▶ _TRY IT_: Copy the records from their first line through the line that contains "95L337 107V111L343 110L341", replacing "rough mask" with "coarse mask" and leaving everything else the same.

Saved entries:
▽

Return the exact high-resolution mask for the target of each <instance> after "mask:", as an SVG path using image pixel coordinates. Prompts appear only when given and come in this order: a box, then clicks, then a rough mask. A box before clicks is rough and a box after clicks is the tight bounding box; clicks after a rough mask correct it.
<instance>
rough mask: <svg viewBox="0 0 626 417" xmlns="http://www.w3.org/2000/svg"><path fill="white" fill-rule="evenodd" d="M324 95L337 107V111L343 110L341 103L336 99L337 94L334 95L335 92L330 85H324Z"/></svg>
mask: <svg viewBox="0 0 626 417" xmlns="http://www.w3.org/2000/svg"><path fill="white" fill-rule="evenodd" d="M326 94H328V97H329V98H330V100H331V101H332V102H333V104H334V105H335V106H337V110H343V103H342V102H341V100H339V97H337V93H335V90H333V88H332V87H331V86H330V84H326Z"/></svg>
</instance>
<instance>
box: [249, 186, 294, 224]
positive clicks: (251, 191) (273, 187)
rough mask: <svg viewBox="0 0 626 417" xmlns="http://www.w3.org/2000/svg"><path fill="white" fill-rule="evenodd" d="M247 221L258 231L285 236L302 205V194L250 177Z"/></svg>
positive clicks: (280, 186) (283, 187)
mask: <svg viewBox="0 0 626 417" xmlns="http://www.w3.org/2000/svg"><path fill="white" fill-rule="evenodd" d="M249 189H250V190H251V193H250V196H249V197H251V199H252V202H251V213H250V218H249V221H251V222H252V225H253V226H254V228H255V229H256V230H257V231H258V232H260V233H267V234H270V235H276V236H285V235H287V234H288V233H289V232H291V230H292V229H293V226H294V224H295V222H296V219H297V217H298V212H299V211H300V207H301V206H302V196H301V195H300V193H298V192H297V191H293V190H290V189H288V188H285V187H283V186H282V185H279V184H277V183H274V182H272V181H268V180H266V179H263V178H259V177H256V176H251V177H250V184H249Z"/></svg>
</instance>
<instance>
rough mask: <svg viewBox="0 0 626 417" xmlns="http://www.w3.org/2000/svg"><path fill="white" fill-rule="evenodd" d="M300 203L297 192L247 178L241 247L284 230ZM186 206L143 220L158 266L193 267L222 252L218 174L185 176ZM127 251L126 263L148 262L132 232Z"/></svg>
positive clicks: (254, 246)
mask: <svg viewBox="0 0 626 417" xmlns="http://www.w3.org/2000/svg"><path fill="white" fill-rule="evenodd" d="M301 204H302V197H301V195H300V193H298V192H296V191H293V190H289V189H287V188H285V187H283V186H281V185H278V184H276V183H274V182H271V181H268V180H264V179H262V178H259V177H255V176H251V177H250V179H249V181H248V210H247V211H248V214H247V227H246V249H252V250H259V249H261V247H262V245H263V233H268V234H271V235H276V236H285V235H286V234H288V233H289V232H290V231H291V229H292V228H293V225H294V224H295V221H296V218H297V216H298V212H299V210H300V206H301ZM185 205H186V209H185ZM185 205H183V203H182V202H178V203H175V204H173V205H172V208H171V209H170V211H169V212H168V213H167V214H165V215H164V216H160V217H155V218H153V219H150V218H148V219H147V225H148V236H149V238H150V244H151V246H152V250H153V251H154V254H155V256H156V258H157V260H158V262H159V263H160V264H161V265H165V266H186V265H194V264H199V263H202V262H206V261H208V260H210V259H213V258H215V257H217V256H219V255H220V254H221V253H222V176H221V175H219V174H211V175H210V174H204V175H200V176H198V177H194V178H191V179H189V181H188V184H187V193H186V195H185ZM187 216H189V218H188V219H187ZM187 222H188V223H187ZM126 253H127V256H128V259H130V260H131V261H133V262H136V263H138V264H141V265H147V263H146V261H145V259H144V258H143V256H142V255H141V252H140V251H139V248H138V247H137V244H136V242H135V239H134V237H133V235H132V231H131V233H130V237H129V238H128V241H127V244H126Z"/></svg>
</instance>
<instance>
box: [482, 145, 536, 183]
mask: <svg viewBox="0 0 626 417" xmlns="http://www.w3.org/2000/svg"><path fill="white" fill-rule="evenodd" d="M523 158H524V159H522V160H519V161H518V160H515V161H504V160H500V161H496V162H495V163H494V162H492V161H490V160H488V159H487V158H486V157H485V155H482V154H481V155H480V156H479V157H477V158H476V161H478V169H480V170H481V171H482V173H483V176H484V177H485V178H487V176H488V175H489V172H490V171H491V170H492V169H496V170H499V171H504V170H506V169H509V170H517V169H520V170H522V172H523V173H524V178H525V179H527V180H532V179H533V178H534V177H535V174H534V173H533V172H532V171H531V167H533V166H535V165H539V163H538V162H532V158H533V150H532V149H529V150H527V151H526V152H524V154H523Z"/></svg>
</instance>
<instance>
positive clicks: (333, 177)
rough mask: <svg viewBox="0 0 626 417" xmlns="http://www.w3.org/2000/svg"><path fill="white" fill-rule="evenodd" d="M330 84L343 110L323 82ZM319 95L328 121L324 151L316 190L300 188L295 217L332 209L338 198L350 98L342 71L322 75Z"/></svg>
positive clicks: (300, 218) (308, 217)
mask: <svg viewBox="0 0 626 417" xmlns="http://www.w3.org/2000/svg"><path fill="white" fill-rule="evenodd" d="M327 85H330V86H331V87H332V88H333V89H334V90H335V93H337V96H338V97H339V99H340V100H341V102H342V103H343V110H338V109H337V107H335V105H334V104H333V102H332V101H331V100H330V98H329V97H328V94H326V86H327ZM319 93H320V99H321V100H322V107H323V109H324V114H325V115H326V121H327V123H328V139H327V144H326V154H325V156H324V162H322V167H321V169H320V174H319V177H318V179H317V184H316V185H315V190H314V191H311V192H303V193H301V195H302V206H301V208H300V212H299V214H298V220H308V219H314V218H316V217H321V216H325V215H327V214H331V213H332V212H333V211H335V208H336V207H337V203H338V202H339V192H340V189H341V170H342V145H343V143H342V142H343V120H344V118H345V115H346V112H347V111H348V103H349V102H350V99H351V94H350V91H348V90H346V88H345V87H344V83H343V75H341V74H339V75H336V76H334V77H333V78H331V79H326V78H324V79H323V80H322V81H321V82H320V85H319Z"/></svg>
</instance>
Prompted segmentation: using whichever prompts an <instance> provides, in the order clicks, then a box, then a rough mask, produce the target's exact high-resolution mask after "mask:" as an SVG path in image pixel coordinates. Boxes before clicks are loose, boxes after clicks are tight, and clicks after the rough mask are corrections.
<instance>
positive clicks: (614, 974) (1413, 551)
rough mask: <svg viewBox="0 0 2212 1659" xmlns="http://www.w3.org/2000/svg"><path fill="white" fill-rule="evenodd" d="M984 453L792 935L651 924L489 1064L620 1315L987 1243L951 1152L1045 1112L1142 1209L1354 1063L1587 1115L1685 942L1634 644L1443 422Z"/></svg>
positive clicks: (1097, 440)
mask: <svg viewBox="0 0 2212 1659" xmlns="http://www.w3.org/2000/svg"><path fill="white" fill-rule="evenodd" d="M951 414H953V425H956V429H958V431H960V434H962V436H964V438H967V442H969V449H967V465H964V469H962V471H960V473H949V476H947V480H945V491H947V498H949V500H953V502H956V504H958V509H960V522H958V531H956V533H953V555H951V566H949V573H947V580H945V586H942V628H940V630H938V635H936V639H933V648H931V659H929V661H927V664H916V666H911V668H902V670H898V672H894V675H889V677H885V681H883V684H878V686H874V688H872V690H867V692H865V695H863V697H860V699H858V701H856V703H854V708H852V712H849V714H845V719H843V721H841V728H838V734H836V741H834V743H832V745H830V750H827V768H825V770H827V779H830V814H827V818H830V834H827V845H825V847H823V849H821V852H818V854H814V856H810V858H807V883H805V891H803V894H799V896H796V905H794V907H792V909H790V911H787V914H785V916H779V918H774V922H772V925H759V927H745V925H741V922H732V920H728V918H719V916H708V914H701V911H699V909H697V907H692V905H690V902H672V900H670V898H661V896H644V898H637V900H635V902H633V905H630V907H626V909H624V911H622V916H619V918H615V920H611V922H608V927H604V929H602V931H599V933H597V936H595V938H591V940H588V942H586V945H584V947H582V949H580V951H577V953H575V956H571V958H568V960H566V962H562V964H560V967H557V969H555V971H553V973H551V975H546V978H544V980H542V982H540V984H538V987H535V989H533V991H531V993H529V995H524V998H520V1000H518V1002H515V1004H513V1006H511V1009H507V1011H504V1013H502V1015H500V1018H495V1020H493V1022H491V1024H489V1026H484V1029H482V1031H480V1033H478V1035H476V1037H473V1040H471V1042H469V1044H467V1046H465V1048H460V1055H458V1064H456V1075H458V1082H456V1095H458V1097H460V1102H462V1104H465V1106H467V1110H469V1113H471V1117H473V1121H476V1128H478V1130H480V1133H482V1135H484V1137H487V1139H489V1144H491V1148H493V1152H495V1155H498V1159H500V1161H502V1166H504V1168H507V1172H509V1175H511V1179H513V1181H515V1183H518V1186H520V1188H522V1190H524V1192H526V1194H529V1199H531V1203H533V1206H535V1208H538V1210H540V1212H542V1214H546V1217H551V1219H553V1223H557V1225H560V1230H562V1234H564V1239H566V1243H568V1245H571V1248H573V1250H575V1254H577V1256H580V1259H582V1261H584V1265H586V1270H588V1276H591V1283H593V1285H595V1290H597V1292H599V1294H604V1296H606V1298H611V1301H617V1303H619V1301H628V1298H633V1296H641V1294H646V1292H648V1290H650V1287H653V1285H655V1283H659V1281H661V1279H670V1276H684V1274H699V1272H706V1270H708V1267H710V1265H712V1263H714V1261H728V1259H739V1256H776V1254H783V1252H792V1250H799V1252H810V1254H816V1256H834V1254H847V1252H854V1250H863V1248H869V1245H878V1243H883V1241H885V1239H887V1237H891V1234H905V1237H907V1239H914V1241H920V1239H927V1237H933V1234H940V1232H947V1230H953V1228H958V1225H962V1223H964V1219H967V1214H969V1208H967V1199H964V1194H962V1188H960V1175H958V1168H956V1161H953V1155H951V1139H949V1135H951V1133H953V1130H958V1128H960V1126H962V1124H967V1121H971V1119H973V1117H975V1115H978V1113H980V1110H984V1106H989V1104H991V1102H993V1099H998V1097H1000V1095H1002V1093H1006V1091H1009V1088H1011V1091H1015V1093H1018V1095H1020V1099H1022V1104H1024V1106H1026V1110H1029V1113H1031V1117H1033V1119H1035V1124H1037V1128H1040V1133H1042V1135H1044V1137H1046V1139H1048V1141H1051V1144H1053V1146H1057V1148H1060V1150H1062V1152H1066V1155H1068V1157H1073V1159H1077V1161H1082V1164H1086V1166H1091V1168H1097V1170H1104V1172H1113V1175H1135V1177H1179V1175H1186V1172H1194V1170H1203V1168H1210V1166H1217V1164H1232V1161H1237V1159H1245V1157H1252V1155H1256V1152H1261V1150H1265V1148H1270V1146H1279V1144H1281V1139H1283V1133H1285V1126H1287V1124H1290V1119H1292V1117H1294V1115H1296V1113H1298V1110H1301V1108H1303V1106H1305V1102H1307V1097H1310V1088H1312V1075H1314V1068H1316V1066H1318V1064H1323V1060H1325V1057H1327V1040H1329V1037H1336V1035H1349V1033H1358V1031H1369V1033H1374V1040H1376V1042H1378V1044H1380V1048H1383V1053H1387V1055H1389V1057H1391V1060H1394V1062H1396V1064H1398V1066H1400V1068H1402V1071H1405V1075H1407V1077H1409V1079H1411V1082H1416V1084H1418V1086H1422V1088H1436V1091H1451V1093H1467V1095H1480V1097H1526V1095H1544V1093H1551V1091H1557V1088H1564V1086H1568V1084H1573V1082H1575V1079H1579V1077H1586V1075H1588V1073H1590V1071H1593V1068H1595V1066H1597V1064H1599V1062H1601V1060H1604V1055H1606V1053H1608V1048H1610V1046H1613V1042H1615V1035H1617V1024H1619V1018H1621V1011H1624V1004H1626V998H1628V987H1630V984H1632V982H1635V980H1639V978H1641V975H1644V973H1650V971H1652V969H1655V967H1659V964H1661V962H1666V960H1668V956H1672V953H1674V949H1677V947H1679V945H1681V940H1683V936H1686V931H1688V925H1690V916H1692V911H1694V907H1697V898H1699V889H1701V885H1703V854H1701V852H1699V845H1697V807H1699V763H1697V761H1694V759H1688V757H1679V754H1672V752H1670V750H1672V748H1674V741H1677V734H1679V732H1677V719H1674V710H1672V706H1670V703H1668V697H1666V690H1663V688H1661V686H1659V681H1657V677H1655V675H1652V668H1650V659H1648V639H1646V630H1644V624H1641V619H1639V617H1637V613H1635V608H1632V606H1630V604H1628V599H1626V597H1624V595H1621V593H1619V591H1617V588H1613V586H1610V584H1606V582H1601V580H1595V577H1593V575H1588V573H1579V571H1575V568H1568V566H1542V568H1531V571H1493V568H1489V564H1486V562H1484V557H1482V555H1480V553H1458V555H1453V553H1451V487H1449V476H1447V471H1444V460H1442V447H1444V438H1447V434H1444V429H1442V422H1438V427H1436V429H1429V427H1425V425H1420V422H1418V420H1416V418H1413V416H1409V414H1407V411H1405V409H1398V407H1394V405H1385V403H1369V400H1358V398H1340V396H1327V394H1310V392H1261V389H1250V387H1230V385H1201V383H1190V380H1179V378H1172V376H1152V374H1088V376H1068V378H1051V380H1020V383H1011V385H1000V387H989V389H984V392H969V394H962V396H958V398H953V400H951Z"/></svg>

△

▶ _TASK RESULT_:
Return the exact high-resolution mask for the target of each <instance> after "mask:", as an SVG path using image pixel coordinates. Prompts appear only when given and come in this order: a box, then clicks, then a coarse mask. A box before clicks is rough and a box after clicks is the tight bounding box; clicks after a coarse mask correct it.
<instance>
coarse mask: <svg viewBox="0 0 626 417" xmlns="http://www.w3.org/2000/svg"><path fill="white" fill-rule="evenodd" d="M324 95L337 107V111L343 110L341 103L336 99L337 94L334 95L335 92L330 85H324Z"/></svg>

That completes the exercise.